[Start of Attachment]
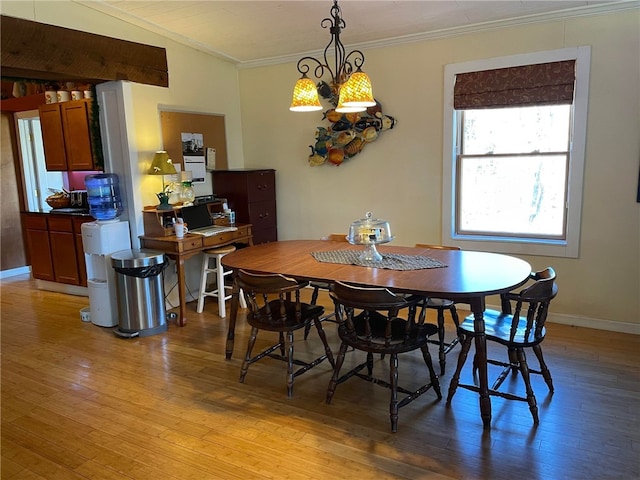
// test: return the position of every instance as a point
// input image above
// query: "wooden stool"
(220, 290)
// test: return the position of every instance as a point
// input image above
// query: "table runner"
(391, 261)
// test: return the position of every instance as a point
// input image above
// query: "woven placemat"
(391, 261)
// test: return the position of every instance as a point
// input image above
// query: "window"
(513, 161)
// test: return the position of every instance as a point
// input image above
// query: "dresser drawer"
(227, 237)
(262, 215)
(261, 186)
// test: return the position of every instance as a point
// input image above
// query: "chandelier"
(348, 83)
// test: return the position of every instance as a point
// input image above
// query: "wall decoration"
(210, 130)
(193, 155)
(347, 133)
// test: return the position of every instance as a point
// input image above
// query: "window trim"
(556, 248)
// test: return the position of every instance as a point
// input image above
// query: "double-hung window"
(514, 152)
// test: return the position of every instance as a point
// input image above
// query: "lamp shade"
(356, 92)
(161, 164)
(305, 96)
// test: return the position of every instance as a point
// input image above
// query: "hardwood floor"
(80, 403)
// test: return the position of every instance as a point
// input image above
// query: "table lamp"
(161, 165)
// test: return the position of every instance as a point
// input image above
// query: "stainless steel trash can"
(140, 292)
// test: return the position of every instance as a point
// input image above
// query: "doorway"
(38, 182)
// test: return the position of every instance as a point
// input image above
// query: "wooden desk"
(468, 278)
(182, 248)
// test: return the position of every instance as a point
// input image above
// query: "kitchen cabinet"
(63, 250)
(38, 247)
(66, 135)
(251, 193)
(55, 247)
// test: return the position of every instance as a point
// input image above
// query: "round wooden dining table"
(467, 277)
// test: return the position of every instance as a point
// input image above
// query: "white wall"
(399, 177)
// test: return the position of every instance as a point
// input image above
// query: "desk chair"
(219, 291)
(516, 333)
(442, 304)
(368, 321)
(272, 308)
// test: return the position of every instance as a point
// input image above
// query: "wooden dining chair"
(517, 329)
(274, 305)
(318, 286)
(368, 321)
(440, 305)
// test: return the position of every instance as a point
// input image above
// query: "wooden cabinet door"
(40, 253)
(63, 249)
(77, 135)
(63, 252)
(53, 137)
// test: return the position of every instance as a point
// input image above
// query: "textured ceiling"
(254, 32)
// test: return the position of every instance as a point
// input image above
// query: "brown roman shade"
(540, 84)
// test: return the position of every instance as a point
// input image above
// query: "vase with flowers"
(164, 196)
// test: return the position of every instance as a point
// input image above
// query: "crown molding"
(559, 15)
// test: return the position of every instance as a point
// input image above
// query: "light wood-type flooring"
(80, 403)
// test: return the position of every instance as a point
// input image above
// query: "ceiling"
(253, 33)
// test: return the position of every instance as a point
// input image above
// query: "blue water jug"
(103, 195)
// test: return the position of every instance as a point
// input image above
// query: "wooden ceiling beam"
(33, 50)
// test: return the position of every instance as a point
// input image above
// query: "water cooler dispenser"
(100, 239)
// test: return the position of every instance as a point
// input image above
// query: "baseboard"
(14, 272)
(62, 288)
(586, 322)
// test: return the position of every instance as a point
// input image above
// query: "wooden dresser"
(252, 195)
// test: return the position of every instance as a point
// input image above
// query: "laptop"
(198, 220)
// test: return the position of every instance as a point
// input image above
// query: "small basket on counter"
(61, 201)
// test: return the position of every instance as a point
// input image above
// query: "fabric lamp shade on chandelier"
(348, 82)
(162, 165)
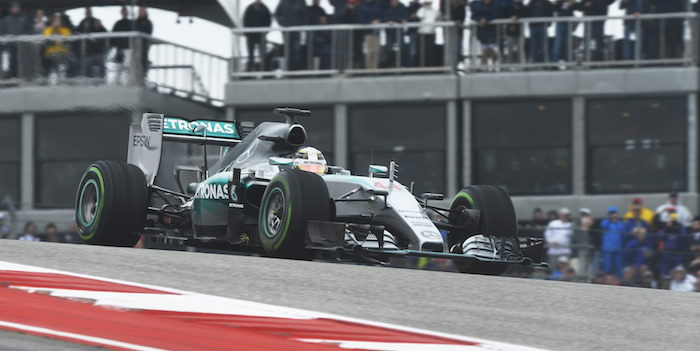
[End of Attachment]
No pictures go in the copy. Set down all the data exactly.

// test: return the position of every instance as a point
// input image above
// query: "wooden stool"
(220, 290)
// test: return the position of every instance as a point
// input image above
// query: "table runner"
(391, 261)
// test: return the position of every instance as a point
// input image above
// query: "woven placemat"
(391, 261)
// test: return the position of every instance as a point
// input image above
// query: "window"
(513, 161)
// test: return the position of every instance as a point
// input image above
// query: "dresser drawer"
(227, 237)
(262, 215)
(261, 186)
// test: return the position of every instance as a point
// input image above
// query: "chandelier"
(348, 83)
// test: return the position of every instance as a point
// input image above
// query: "wall decoration"
(210, 130)
(193, 155)
(347, 133)
// test: return the position of every instance as a point
// input image above
// query: "window trim"
(556, 248)
// test: return the position of every instance as a point
// input image above
// query: "double-hung window"
(514, 152)
// test: return the position of every instance as a point
// input image above
// query: "lamp shade"
(356, 92)
(161, 164)
(305, 96)
// test: return the position of every instance as a point
// input image above
// query: "hardwood floor"
(80, 403)
// test: return the position of every instance as a point
// input image above
// query: "table lamp"
(161, 165)
// test: return the position of every instance as a point
// input image above
// query: "stainless steel trash can"
(140, 292)
// test: return the position of every instance as a point
// input image above
// query: "doorway"
(38, 182)
// test: return the position of every instance as a point
// input image above
// query: "wooden desk"
(468, 278)
(182, 248)
// test: return the position of every instance as a point
// input image above
// query: "kitchen cabinet"
(63, 250)
(38, 247)
(66, 135)
(251, 193)
(55, 247)
// test: return the position of every instance as a point
// input image above
// query: "round wooden dining table"
(467, 277)
// test: return the position of every instance as a point
// input image above
// query: "white wall"
(399, 177)
// test: return the position of every instance as a point
// input image above
// query: "desk chair"
(219, 291)
(516, 333)
(442, 304)
(368, 321)
(272, 308)
// test: return the position of every instance as a point
// input image above
// query: "wooden dining chair"
(517, 329)
(274, 305)
(318, 286)
(368, 321)
(440, 305)
// test: return the position of every instance as a point
// input image above
// query: "wooden cabinet door"
(40, 253)
(63, 249)
(77, 135)
(63, 252)
(53, 137)
// test: return the position of every instance as a point
// input image above
// query: "textured ceiling"
(254, 32)
// test: return the position of every instance as a point
// input image above
// query: "brown roman shade"
(540, 84)
// test: return the position of every instance as a point
// input image above
// query: "vase with flowers"
(164, 196)
// test: return the position of every instance as a point
// input image above
// query: "crown molding"
(559, 15)
// test: return the position of every instance as a point
// input image above
// query: "light wood-type flooring"
(80, 403)
// test: return the position of every instance as a point
// input image above
// query: "ceiling"
(253, 33)
// test: return the position of every instance as a point
// input image above
// query: "blue water jug"
(103, 195)
// test: return the position of every instance as a point
// input image above
// query: "wooden ceiling beam"
(33, 50)
// test: return the position of every instance as a point
// input image above
// query: "water cooler dispenser"
(100, 239)
// test: return the position of every instance as a point
// input image above
// query: "baseboard"
(14, 272)
(62, 288)
(586, 322)
// test: return the position of every instance as a point
// input image above
// query: "wooden dresser"
(252, 195)
// test: return the position of every instance as a point
// input image above
// query: "laptop"
(198, 220)
// test: return the position of every instance as a point
// input image above
// query: "small basket on counter"
(61, 201)
// test: return the position of every instance as a point
// input image above
// query: "fabric lamp shade on chandelier"
(348, 82)
(162, 165)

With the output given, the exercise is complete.